Brief =
Every entry must be given again exactly. Include no pictures.

Items from a data source
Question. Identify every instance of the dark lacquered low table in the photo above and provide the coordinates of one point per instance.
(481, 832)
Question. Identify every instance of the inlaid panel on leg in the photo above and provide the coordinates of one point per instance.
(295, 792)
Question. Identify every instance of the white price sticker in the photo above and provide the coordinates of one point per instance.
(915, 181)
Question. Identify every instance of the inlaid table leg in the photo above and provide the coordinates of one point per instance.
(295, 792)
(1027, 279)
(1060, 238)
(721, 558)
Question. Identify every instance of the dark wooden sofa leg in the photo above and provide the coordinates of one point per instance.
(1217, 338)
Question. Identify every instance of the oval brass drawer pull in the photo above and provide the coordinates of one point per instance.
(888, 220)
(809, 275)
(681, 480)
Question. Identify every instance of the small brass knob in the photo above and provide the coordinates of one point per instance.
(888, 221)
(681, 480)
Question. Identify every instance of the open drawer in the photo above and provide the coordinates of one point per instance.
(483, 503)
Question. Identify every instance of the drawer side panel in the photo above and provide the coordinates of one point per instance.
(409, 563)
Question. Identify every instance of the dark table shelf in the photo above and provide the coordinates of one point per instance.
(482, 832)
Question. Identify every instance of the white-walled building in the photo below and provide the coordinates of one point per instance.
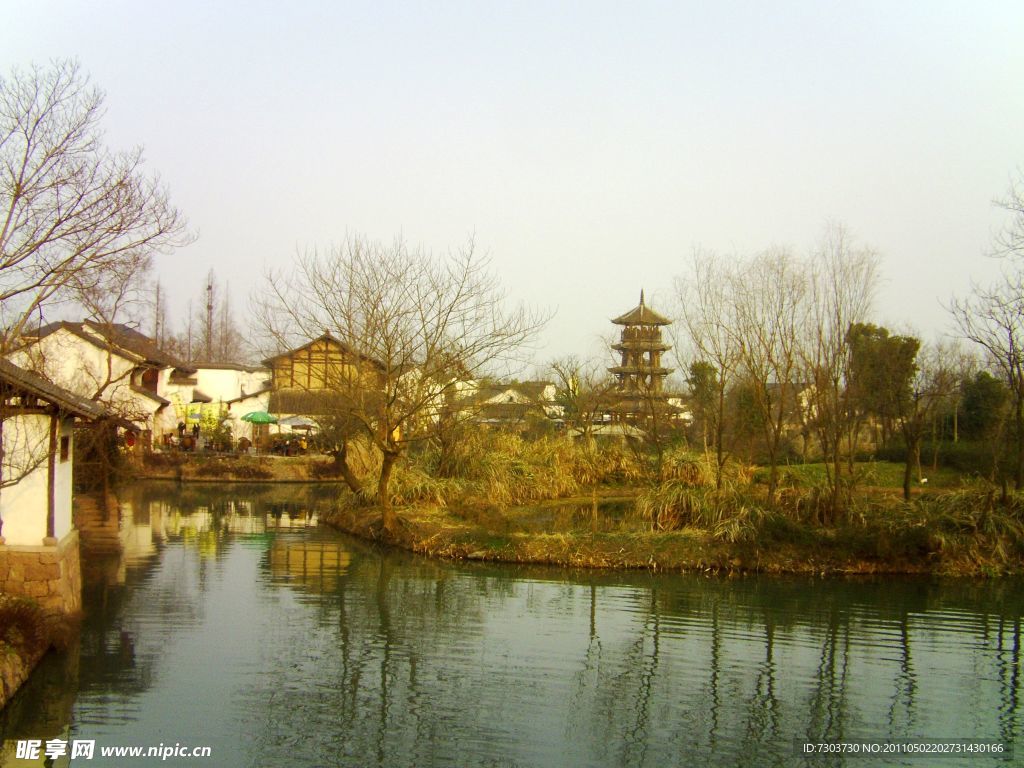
(39, 555)
(119, 366)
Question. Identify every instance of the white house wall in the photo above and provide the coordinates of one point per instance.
(79, 367)
(24, 506)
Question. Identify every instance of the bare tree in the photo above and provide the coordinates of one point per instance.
(415, 327)
(70, 208)
(1010, 242)
(584, 388)
(932, 382)
(769, 296)
(709, 317)
(219, 337)
(843, 278)
(993, 318)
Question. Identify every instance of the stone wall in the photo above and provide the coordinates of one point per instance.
(50, 574)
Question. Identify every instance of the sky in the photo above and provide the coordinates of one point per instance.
(587, 147)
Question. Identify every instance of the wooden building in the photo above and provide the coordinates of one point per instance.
(640, 393)
(304, 380)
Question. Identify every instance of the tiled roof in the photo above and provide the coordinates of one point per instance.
(14, 377)
(642, 315)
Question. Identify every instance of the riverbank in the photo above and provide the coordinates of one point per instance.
(203, 467)
(26, 635)
(895, 541)
(948, 527)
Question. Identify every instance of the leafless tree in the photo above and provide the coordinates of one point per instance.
(708, 310)
(71, 209)
(1010, 242)
(843, 279)
(934, 380)
(584, 388)
(993, 318)
(416, 327)
(219, 340)
(769, 295)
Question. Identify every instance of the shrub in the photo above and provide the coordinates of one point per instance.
(23, 626)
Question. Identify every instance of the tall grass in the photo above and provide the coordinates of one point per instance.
(504, 469)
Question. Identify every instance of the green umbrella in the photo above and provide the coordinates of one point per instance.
(259, 417)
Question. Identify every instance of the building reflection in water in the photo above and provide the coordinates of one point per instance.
(336, 652)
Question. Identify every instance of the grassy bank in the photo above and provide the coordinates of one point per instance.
(491, 510)
(498, 497)
(947, 535)
(26, 634)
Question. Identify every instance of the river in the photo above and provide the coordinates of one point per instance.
(225, 617)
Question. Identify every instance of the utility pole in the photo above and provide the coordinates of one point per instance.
(209, 316)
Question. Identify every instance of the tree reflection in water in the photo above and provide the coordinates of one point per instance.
(298, 646)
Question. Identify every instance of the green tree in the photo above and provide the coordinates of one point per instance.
(882, 369)
(983, 410)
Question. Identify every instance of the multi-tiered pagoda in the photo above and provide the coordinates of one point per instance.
(640, 375)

Output for this exercise =
Question. Identify every instance of the dark lacquered low table in the photo above and provide the coordinates of one point per instance.
(481, 832)
Question. Identify every instance of the inlaid panel on leg in the photo above and provide the coordinates of one point per instance.
(295, 792)
Question. Identify every instance of the white price sticker in the photo above and provide the coordinates of one point per instance.
(915, 181)
Question. Identify every instance of the inlaid table leg in the photo above and provide the coordinates of one point per instance.
(295, 792)
(1027, 279)
(1060, 238)
(721, 558)
Question. Identify every instance of the dark wooden sofa leg in the photo above and provide the coordinates of one point per instance.
(1217, 338)
Question. Identify every instance of the oval brass drawer pull in the photo above and provide the coordinates of one point per instance.
(888, 220)
(809, 275)
(681, 480)
Question. Identify every instance of the small brass knob in the photo above and provide the coordinates of one point per instance.
(888, 221)
(681, 480)
Question. Identify every instance of the open drawer in the photo above and provide the coordinates of one point per instance.
(483, 503)
Question. Identify every instance of the drawer side panel in the photo above and provide the coordinates of one point per instance.
(409, 563)
Question. Identify every instance of the dark table shelf in the photo above and provide the coordinates of one point per instance.
(482, 832)
Question. Identify every instance of the white-walled building in the photo below and provide the coordinates of one point per instance.
(39, 555)
(119, 366)
Question. Identify every instance of the white house wall in the photo above and provide the coordinates of one point per instance.
(79, 367)
(24, 506)
Question. Identify every instance of the bare tree in the photo above and provide the coordinates of one point per instance.
(415, 327)
(70, 208)
(1010, 242)
(584, 388)
(932, 382)
(769, 296)
(709, 317)
(219, 337)
(843, 278)
(993, 318)
Question. Identify every instance of the stone wall in the photo above and provide the coordinates of one point per instance.
(50, 574)
Question. Identify every instance of the sky in the photo above and provide the coordinates of one point per instance.
(587, 147)
Question. Identify every instance of the wooden building in the photo above and provide the coordinates of one point per instance.
(640, 393)
(304, 380)
Question. Identify every instance of the tiled roof in the photo above and provide the coordinates of one point per instance.
(14, 377)
(642, 315)
Question. Identify every instance of the riverbank in the photo above and provide the coordinates of one point per instance.
(203, 467)
(26, 635)
(895, 541)
(948, 527)
Question. Identify every instance of the leafless tree in the photo above and provide the coordinates of one point per instance.
(708, 310)
(71, 209)
(1010, 242)
(843, 279)
(934, 380)
(584, 388)
(993, 318)
(416, 327)
(219, 340)
(769, 295)
Question. Identify every instance of the shrub in the photo above and provide the coordinates of one point per instance.
(23, 626)
Question. Identify every instance of the tall grass in the photo above and provide the coordinates of one point per instance.
(504, 469)
Question. Identify every instance of the green umbrella in the photo above and provide the coordinates of one point per instance.
(259, 417)
Question. Identify every instance of the building reflection in water in the photo above and provide the coordinates of one point per instance.
(336, 652)
Question. Identify every instance of the grassy bank in the photo above and provide the coordinates of one point per instance.
(491, 510)
(498, 497)
(947, 535)
(26, 634)
Question. Identify every instance of the river in the photo above and provide the coordinates of one point per instance.
(225, 617)
Question. Identify every instance of the utility pole in the photo above and provide the coordinates of one point per instance.
(209, 316)
Question. Identify every instance of the tree reflection in water in the photo above and provide the coordinates of one point per instance.
(298, 646)
Question. Identify every instance of the green tree in the photo above and provide the coordinates of one point per instance.
(882, 369)
(983, 410)
Question. Identify every instance of the multi-tiered pagoda in the photo above and provide the coordinates of one point per instance.
(640, 375)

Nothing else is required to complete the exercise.